# [PAGE EXCERPT]
+ + +
The highlight of that partnership we had was when we had a meeting with all the bigwigs at SABC and I asked you whether you thought it was appropriate that we should use the opportunity to tout for a bit of advertising on Marketingweb.

Trademark grunt

You didn't respond beyond your trademark grunt but, as we walked into the meeting, before we had even sat down or been introduced, you stared them all down and at the top of your voice asked, "Why the fu*k haven't you given us any advertising yet?"

An order for six months' worth of banner advertising arrived the next day and, because John had no idea of online rates and had just quoted a figure that seemed nice, that order is still, I believe, the most amount of money paid for an online ad banner right up until today.

You were a man in a million, John, but it would be remiss of me not to use this opportunity to mention that, even in your case, the old adage of "behind every successful man is a strong woman" applies.

When you had that almighty fight with Hunt Lascaris that ended with you being fired as editor of Marketing Mix Marketplace, Sandra Gordon was there to throw you a lifeline and a wonderful job as editor of AdVantage. A magazine that the two of you turned into a hugely successful industry bible.

When the board of Primedia Publishing so churlishly put you out to pasture like some prize bull that had just run out of semen, it was Sandra Gordon who threw you yet another lifeline.

Many critics and many friends

You had many critics and many friends, but none so loyal as Sandra.

So now, my old friend, you have gone to that great big magazine in the sky. Those of us who have worked with you for so many years will miss you terribly. You have been so much part of the advertising fabric of our South African society that it is going to be extremely difficult to imagine life without you.
+ + +
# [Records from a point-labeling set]
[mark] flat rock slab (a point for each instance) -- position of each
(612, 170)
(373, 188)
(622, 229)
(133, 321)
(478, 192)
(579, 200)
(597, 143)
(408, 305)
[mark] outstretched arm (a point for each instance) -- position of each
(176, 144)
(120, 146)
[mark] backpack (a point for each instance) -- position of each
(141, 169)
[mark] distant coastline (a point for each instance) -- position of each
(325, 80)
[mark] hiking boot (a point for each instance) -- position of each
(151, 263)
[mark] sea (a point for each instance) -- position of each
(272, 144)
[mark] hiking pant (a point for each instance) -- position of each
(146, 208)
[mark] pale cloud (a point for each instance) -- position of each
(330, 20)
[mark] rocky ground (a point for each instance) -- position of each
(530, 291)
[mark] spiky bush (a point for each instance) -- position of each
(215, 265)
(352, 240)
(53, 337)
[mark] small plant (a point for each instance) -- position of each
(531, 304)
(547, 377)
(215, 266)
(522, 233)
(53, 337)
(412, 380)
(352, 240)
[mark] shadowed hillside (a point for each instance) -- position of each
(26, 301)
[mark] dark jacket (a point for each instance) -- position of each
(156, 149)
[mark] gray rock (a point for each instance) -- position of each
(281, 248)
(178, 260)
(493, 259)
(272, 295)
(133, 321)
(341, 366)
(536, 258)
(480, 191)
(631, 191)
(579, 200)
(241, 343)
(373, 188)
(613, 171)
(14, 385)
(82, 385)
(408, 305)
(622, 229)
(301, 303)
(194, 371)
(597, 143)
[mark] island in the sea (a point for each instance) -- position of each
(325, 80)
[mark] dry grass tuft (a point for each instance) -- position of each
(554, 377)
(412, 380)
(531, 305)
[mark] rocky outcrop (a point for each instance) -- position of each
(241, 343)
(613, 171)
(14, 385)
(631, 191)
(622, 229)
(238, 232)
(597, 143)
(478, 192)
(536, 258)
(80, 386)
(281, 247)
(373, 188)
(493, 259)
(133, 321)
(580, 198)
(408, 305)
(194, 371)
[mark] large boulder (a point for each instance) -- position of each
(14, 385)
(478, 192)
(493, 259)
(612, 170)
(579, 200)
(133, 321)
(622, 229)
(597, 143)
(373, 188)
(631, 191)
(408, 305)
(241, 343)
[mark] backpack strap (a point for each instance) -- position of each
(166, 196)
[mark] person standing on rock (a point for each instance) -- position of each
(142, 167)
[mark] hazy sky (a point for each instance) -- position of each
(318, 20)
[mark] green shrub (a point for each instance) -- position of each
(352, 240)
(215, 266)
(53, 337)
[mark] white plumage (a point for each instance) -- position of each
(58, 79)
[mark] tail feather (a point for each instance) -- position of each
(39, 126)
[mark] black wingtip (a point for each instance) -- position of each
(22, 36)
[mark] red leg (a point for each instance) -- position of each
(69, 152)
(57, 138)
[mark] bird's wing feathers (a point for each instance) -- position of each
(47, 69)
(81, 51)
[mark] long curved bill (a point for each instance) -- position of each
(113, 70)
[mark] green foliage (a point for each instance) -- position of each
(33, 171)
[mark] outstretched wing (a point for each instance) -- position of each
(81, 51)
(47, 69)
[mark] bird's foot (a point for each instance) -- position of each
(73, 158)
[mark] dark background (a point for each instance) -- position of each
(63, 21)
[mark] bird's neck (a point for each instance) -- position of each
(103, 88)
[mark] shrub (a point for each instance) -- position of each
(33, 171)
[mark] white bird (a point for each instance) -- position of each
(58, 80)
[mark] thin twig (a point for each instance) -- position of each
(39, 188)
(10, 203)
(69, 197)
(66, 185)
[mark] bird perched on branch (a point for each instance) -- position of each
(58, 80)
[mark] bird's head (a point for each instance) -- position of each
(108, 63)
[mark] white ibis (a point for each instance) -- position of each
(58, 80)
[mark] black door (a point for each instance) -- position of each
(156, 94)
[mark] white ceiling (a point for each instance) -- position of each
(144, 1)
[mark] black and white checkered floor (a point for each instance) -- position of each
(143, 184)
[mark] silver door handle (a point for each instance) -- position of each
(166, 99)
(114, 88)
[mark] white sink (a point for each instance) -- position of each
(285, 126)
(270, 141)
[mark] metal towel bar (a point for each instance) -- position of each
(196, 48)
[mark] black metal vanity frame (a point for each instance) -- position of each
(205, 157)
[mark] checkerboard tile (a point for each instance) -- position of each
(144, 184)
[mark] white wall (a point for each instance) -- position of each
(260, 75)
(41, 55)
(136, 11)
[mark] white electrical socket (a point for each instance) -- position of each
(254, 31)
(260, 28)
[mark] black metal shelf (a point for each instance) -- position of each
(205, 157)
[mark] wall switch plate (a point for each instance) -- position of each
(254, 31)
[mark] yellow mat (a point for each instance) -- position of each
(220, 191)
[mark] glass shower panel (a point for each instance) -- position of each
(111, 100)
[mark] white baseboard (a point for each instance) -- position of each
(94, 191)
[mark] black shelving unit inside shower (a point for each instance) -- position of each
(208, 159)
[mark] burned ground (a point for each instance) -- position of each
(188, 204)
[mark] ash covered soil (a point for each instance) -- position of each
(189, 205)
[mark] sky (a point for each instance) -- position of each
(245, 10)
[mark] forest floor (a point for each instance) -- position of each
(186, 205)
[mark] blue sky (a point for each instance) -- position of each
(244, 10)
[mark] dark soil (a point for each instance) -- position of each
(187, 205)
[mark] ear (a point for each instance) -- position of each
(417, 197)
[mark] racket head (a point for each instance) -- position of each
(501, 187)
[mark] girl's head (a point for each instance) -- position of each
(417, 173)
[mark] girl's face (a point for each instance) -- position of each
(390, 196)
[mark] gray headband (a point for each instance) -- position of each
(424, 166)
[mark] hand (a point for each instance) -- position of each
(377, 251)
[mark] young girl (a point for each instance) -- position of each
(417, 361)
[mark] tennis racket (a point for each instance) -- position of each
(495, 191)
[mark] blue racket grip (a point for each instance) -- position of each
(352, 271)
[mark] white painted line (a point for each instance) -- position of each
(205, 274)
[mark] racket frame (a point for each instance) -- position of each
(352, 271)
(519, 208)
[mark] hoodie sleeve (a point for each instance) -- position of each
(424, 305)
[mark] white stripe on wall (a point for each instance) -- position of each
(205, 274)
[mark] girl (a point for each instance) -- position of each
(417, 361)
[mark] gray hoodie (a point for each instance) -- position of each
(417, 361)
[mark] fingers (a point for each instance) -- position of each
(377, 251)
+ + +
# [WORK TO COMPLETE]
(1) Locate each line of the listing that contains the string "hiking", and copy those lines out. Case counts.
(2) Write the next part of the farewell tribute to John, picking up after its final sentence.
The farewell tribute to John has no connection to the listing.

# [ANSWERS TO THE EXERCISE]
(1)
[mark] hiking boot (a point for each instance) -- position of each
[mark] hiking pant (a point for each instance) -- position of each

(2)
I would have like to finish by wishing you well but I am still heartily pissed off that you used such a lame excuse as death to get out of having lunch with me.

The 27 members of the Old Advertising Farts Society (OAFS) of Cape Town will join me in raising our glasses to you at our next lunch.

*John Farquhar passed away on Saturday morning, 28 January 2012, a few months short of his 85th 84th birthday. Bizcommunity.com extends our condolences to his family, friends and colleagues.

Details of wake:


  • Date: Friday 3 February
  • Time: 12.30pm-3pm
  • Venue: Bryanston Country Club, Bryanston Drive, Bryanston, Johannesburg

Bizcommunity and AdVantage magazine have set up a special page to commemorate this legend and we invite everyone to add their tributes.

For more:

For More list added at 12.23pm on 30 January 2012.
Corrected at 2.15pm and 3.31pm on 30 January 2012.
Wake details added at 9.43am on 31 January 2012.
For More list updated at 9.43am on 1 February 2012.

About Chris Moerdyk: @chrismoerdyk

Apart from being a corporate marketing analyst, advisor and media commentator, Chris Moerdyk is a former chairman of Bizcommunity. He was head of strategic planning and public affairs for BMW South Africa and spent 16 years in the creative and client service departments of ad agencies, ending up as resident director of Lindsay Smithers-FCB in KwaZulu-Natal. Email Chris on moc.liamg@ckydreom and follow him on Twitter at @chrismoerdyk.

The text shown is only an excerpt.